-- START Input --
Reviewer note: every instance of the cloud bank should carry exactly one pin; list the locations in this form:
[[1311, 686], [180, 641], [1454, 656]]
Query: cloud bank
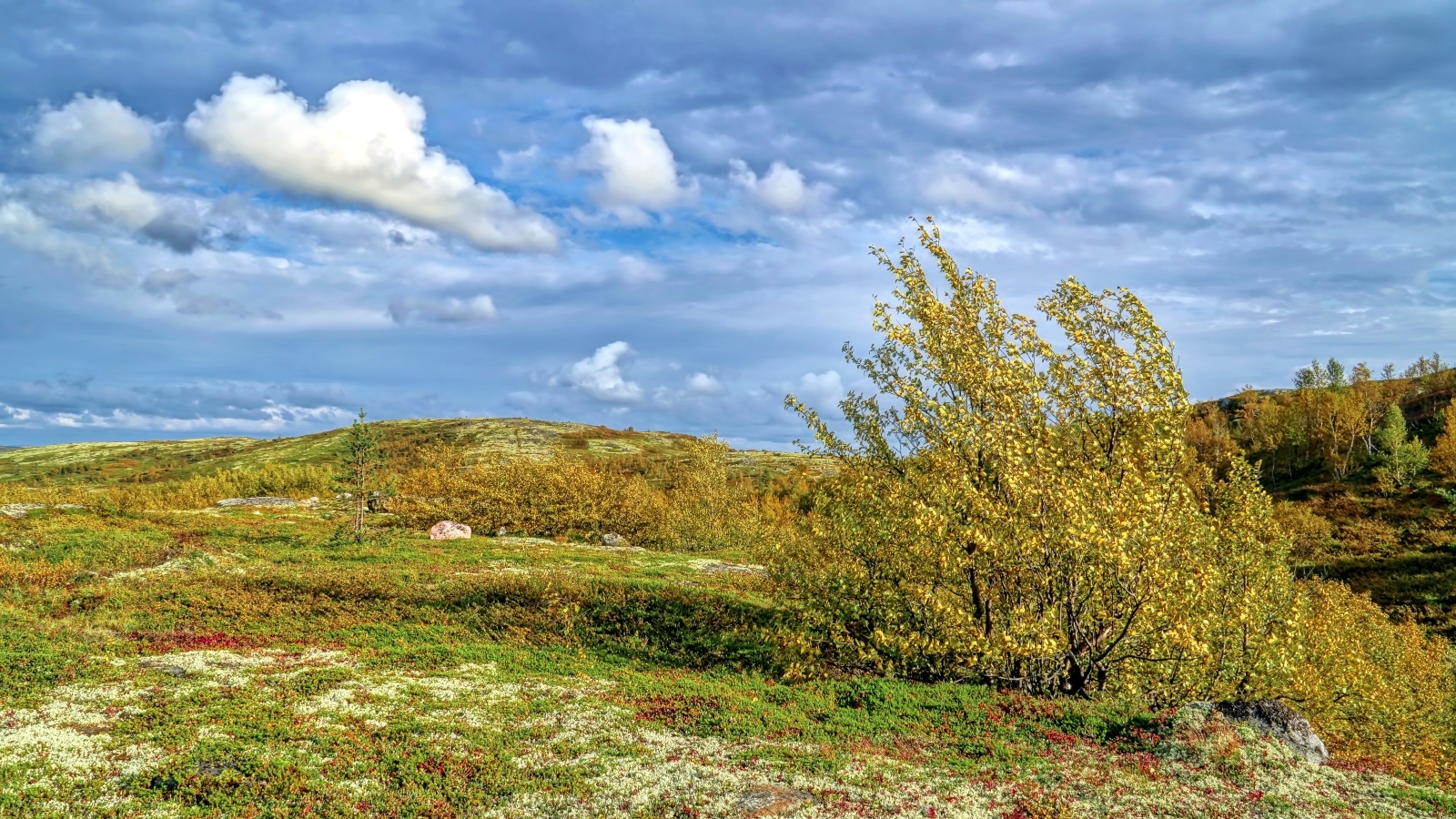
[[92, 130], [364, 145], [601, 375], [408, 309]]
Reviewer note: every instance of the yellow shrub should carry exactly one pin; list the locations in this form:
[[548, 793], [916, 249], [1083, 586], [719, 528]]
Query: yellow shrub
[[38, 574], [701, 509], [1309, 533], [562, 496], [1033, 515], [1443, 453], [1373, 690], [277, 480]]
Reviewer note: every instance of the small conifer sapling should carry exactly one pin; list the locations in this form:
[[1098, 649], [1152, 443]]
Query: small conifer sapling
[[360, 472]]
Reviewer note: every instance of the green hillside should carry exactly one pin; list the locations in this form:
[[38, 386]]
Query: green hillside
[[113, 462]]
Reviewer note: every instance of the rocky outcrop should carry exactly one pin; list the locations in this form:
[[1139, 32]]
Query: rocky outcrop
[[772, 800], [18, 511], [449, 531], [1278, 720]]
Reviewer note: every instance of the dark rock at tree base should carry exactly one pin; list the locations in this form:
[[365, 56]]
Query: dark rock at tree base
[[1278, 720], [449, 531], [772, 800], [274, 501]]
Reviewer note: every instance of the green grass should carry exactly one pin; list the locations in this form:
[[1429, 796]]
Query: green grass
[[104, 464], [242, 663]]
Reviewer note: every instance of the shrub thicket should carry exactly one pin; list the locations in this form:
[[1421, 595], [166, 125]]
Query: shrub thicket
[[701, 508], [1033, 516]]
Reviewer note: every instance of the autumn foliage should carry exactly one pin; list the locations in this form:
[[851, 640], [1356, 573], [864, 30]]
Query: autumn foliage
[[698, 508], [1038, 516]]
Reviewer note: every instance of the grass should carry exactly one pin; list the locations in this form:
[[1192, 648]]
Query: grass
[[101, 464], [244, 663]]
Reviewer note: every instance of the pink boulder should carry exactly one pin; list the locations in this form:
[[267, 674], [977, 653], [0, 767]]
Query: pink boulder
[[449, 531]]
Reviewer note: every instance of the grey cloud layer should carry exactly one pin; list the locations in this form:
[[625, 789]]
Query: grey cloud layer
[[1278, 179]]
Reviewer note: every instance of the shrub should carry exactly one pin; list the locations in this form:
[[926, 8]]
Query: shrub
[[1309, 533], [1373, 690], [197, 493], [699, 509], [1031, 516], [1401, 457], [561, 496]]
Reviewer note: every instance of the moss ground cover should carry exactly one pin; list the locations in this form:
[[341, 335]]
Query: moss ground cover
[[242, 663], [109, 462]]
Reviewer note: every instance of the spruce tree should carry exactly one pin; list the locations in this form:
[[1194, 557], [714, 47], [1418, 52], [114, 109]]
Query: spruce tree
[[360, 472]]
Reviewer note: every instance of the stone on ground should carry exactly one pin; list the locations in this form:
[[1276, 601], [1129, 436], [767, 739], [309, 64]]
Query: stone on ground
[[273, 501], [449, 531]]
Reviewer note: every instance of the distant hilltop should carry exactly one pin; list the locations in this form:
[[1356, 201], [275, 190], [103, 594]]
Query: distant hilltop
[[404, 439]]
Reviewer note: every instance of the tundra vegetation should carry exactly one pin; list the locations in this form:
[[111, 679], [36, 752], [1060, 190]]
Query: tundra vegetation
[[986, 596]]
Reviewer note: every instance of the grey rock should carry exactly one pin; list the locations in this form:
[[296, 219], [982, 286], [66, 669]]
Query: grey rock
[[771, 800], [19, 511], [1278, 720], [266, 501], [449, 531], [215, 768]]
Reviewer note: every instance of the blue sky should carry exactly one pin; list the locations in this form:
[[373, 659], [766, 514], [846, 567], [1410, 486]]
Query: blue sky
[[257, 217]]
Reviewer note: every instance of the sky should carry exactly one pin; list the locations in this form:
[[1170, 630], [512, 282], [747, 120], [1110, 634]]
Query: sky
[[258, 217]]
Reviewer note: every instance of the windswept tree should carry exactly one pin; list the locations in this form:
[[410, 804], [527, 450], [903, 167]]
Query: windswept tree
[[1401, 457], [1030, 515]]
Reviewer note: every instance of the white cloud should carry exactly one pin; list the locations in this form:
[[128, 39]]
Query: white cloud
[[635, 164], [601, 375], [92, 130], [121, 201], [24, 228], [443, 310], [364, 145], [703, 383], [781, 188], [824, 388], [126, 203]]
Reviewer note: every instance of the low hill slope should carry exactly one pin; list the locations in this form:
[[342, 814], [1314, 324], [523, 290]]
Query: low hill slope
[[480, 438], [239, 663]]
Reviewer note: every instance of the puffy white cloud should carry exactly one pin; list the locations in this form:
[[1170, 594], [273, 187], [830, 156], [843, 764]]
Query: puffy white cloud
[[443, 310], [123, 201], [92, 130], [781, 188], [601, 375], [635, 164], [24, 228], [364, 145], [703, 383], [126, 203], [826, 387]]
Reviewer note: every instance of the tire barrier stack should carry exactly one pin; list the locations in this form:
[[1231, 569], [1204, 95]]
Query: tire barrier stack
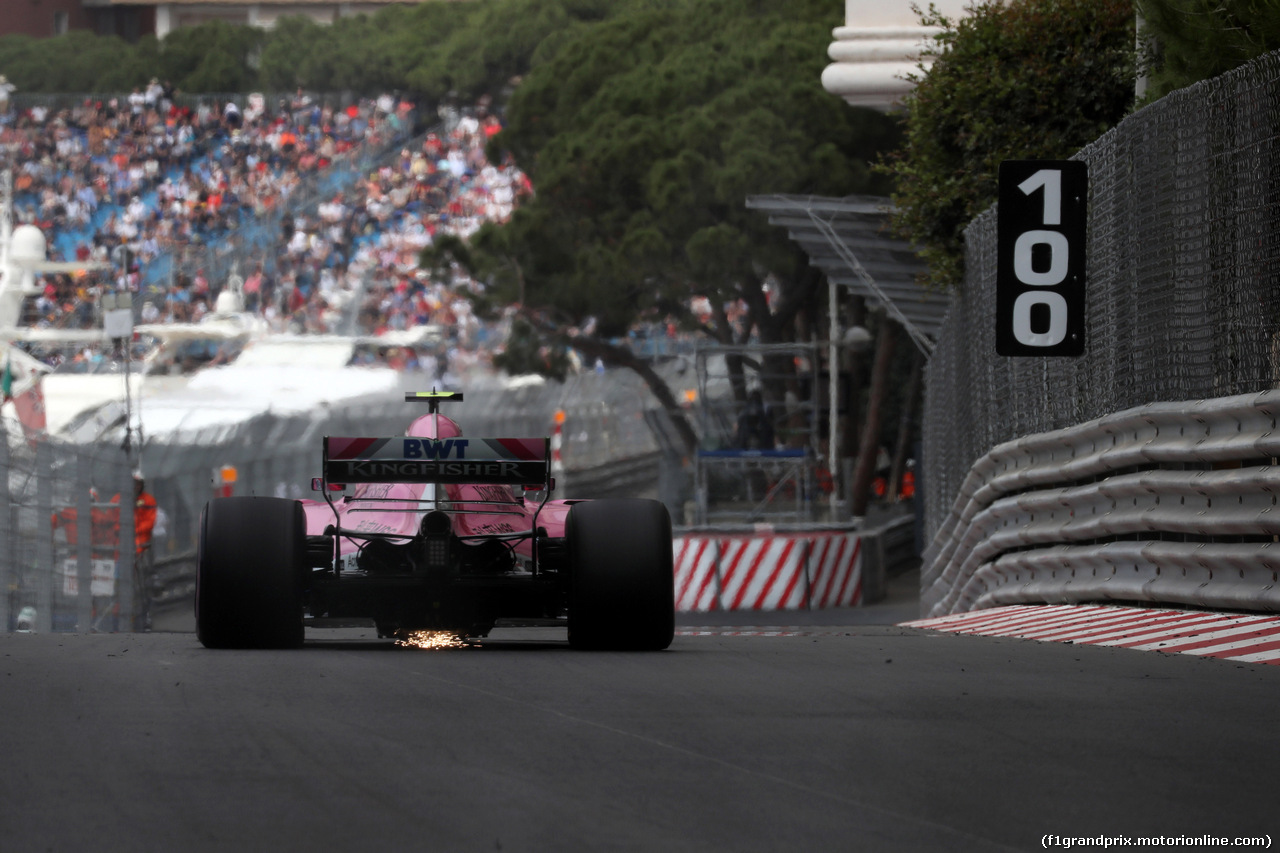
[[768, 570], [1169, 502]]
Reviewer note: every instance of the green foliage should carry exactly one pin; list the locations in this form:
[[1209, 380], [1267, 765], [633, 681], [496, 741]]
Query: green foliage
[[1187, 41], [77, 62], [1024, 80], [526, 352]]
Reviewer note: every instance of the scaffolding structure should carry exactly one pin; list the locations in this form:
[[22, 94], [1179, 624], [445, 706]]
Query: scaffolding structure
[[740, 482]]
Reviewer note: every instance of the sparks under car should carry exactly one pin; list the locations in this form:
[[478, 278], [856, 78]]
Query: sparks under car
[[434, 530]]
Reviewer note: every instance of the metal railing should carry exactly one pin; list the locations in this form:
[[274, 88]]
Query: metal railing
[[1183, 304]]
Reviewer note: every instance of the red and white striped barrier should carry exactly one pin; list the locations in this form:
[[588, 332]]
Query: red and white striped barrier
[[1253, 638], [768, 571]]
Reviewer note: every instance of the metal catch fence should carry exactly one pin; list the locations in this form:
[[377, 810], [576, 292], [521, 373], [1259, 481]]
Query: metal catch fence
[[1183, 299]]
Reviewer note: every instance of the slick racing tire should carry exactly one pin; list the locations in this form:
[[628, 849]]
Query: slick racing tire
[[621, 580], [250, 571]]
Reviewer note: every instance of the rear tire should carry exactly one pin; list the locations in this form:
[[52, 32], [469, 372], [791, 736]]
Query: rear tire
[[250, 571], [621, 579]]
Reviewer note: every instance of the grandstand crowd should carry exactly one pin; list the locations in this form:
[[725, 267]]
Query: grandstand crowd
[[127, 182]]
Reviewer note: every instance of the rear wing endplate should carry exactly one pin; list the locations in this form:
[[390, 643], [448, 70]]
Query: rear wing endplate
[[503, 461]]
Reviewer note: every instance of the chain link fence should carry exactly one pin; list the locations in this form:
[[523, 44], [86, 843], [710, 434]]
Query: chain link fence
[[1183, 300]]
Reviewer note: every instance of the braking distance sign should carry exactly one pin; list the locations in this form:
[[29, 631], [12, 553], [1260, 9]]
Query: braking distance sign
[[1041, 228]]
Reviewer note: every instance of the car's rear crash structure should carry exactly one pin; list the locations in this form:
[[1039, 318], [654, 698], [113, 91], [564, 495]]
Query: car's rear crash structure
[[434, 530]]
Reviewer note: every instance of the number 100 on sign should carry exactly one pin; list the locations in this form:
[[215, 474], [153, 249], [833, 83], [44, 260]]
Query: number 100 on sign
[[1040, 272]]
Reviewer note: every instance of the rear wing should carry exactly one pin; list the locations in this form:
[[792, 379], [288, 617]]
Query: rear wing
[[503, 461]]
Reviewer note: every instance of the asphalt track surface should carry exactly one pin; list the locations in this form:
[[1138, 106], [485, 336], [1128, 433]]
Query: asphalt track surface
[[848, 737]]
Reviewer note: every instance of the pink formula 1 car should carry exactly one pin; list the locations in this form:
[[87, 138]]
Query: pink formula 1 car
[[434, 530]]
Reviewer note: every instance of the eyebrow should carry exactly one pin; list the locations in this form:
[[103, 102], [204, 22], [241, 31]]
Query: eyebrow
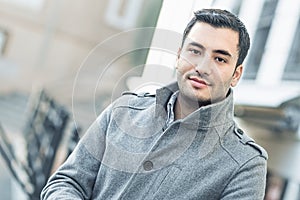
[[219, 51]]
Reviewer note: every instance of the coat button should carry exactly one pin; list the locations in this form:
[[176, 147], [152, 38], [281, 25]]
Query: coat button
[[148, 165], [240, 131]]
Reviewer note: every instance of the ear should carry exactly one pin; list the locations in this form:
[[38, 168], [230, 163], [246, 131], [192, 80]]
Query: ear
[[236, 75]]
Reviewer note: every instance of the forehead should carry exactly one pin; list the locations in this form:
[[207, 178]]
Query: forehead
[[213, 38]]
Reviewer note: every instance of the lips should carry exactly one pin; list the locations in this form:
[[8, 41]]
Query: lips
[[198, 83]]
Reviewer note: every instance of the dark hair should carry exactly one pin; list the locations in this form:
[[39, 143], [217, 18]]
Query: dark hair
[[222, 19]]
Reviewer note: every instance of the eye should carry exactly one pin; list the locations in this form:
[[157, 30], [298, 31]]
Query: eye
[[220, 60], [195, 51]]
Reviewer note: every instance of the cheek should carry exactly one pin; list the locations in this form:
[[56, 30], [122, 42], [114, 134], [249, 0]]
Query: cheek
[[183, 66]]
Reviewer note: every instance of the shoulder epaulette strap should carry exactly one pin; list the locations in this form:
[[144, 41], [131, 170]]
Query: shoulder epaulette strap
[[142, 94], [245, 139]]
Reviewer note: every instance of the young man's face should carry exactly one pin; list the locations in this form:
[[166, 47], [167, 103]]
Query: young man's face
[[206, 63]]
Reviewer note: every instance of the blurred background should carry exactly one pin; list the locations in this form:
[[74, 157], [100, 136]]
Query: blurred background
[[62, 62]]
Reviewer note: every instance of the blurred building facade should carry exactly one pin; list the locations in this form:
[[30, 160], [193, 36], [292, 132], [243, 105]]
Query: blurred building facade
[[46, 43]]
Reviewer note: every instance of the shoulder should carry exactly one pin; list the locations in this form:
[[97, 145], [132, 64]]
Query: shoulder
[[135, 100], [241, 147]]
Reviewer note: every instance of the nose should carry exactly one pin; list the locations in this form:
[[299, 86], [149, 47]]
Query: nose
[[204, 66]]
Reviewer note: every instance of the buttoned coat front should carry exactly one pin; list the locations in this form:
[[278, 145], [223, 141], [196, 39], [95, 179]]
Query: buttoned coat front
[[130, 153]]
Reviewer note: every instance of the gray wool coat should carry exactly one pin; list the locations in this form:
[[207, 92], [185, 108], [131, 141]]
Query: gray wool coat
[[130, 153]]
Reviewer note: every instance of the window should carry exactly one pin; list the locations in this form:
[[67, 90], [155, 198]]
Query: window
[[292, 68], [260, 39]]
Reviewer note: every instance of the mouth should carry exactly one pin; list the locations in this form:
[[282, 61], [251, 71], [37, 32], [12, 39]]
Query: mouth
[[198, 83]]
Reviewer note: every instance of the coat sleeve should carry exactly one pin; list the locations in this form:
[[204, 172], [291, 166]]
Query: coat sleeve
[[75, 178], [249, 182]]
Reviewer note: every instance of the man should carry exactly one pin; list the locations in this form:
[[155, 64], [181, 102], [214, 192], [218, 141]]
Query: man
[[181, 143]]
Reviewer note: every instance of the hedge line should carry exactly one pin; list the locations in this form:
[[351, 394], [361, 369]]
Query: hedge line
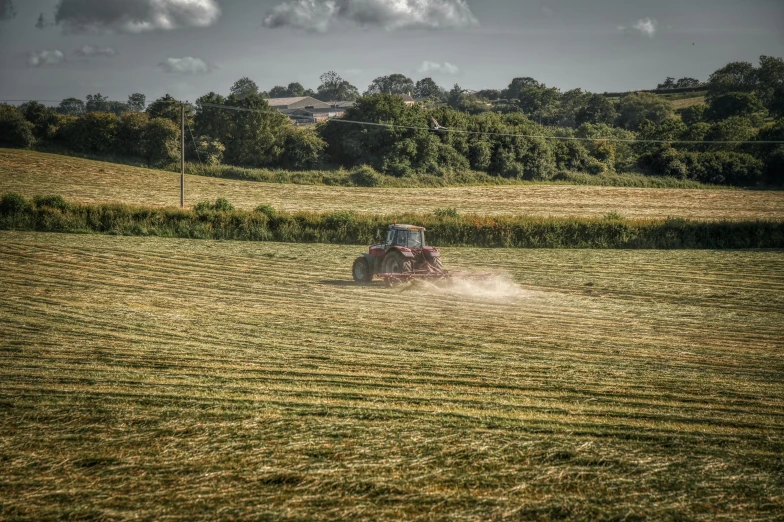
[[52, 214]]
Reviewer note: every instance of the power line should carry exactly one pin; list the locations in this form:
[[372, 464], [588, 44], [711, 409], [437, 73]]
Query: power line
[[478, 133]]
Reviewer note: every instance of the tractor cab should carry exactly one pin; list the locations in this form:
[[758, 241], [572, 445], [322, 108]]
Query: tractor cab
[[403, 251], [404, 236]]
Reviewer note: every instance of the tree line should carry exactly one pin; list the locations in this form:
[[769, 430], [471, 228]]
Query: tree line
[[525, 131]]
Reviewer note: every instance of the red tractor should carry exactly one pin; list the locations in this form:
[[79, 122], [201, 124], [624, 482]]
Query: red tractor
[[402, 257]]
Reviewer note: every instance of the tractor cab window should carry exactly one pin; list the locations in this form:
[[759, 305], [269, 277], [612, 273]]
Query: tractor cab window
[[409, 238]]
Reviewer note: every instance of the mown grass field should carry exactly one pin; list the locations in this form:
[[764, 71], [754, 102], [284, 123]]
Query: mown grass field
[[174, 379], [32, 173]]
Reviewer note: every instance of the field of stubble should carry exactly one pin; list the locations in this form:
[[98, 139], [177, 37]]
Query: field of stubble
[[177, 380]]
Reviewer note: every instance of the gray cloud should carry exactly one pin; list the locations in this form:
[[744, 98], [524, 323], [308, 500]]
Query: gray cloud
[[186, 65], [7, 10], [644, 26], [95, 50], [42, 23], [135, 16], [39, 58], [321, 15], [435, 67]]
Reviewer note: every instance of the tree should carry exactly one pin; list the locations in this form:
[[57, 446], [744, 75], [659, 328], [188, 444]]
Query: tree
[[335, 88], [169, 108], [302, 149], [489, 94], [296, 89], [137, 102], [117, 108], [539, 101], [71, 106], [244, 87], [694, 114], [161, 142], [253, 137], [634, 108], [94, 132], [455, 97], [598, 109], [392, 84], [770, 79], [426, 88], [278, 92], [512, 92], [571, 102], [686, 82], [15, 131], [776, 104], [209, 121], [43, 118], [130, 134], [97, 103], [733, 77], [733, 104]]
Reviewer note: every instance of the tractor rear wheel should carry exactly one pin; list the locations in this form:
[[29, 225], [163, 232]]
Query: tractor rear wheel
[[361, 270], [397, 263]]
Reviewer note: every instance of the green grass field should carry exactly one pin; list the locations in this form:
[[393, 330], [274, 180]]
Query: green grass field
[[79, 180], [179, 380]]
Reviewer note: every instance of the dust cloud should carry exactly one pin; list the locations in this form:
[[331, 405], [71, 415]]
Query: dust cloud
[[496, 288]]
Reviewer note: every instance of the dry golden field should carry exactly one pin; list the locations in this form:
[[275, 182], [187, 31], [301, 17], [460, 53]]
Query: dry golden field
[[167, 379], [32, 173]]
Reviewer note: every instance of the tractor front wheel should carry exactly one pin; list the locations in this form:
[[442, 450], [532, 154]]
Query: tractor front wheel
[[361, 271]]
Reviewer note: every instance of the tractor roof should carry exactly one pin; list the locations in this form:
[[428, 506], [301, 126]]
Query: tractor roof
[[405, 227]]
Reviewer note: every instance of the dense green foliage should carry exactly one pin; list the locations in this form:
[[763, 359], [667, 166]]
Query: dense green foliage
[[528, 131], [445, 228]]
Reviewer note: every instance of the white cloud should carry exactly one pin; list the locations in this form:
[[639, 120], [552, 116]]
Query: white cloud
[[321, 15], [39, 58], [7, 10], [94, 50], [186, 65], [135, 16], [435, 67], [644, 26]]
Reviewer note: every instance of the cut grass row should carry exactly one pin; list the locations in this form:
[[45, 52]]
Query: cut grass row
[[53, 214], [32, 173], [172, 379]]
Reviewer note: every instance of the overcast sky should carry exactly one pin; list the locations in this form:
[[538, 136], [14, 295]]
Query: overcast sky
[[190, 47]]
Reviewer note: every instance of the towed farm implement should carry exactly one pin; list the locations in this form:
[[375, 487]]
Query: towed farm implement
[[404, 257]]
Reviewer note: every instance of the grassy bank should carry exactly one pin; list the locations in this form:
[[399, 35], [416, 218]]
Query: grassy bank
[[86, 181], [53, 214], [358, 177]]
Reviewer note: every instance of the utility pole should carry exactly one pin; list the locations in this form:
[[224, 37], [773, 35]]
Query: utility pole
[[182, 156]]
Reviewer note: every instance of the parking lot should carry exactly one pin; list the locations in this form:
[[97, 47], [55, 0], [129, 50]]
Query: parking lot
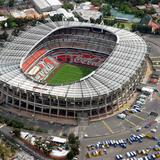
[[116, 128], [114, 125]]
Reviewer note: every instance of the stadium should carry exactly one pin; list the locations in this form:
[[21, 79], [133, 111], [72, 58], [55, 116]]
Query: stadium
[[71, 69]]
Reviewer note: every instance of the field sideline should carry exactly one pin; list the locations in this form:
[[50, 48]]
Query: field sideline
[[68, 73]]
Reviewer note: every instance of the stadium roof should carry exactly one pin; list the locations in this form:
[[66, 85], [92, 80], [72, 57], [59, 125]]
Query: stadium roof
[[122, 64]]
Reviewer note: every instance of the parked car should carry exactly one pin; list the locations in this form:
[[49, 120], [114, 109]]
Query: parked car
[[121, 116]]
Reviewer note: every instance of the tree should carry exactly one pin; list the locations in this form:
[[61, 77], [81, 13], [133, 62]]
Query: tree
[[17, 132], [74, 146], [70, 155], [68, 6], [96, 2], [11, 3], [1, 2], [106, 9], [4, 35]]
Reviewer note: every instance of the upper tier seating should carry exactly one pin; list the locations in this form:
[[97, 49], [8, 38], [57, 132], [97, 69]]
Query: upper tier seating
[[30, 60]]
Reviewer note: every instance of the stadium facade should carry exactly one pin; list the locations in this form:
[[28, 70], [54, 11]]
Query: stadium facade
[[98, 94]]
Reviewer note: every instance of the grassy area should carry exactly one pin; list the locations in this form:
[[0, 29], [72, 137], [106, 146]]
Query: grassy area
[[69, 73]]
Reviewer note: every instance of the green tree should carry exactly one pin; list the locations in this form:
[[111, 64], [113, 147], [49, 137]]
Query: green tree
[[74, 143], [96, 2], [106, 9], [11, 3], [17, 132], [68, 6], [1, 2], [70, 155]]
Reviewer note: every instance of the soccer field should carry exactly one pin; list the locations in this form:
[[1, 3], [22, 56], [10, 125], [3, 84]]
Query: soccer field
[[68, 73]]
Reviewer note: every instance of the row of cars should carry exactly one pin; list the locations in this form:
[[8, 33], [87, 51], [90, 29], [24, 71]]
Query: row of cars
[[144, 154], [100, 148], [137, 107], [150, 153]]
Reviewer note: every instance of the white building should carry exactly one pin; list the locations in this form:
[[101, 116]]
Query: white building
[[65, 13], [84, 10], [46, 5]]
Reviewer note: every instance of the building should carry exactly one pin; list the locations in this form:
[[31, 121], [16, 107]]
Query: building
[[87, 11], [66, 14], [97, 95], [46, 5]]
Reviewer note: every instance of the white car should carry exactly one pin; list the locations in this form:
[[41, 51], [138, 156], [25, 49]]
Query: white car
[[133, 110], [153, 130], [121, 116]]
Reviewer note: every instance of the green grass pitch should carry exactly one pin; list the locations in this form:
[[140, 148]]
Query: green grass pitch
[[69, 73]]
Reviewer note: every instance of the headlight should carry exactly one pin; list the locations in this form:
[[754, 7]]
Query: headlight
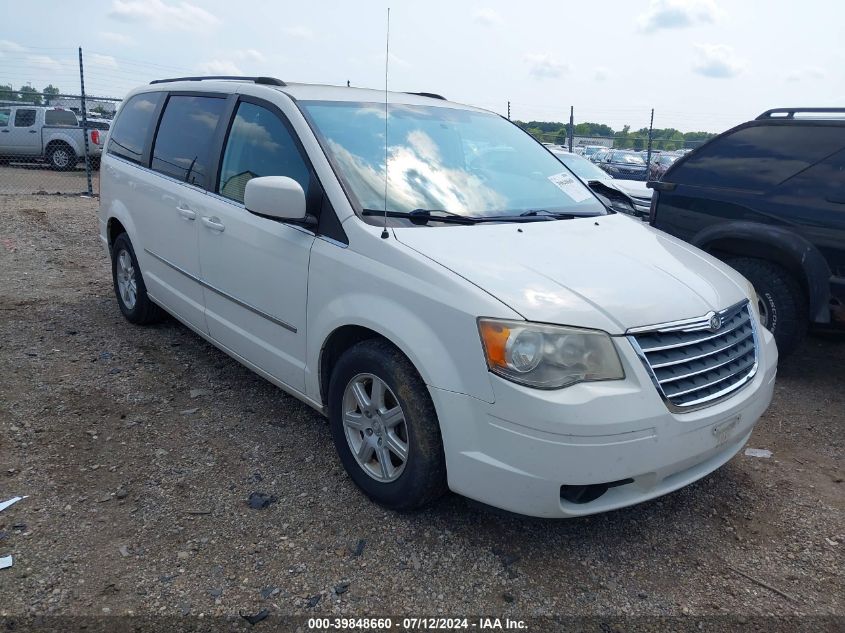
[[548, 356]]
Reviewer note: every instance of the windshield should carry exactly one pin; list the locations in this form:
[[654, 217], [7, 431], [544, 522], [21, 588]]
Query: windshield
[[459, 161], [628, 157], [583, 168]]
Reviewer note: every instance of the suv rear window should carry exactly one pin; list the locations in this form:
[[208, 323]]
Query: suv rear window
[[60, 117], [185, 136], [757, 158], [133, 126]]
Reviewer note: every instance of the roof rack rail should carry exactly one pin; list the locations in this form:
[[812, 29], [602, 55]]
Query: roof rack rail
-- END Input --
* **Problem description**: Copy the lines of the records above word for word, beginning at the line that contains "Reviewer note: every instance of the tractor cab should" and ending after the line that contains "[[409, 238]]".

* **Answer to this task**:
Reviewer note: every instance of the tractor cab should carry exactly one pin; list the locations in this form:
[[758, 241], [572, 445], [322, 108]]
Query: tractor cab
[[403, 251], [404, 236]]
Reviewer note: every instance of the tree line should carry exactly one pin; list the locations in this form:
[[769, 430], [471, 228]]
Query: tree line
[[525, 131]]
Reviewer note: every instance of the red tractor should carry exactly one pin; list the locations in this form:
[[79, 122], [201, 124], [624, 482]]
Query: red tractor
[[402, 257]]
Reviewer note: every instance of the tractor cab window should carry exactly one pin; list the locations in this form:
[[759, 305], [269, 277], [612, 273]]
Query: tractor cab window
[[409, 238]]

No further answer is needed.